GIVEN RECORDS:
>> start

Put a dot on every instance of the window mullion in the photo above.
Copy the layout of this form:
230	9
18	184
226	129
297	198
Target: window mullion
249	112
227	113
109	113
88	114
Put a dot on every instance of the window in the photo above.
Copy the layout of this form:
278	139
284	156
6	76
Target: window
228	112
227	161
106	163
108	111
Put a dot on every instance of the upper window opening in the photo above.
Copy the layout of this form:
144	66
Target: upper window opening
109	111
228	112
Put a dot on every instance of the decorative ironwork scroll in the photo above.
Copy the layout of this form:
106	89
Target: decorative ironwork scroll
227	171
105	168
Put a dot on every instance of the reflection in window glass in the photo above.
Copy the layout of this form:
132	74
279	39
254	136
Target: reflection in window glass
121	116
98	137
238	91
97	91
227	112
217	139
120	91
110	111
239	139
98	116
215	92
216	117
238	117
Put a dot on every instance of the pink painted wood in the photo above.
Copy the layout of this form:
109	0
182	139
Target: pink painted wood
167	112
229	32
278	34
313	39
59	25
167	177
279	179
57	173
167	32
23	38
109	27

>> end
>> start

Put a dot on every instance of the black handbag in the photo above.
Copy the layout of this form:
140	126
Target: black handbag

>> end

STATED TASK: Tally the lines of the records that contain the word "photo", and give only that number.

FULL RESPONSE: 7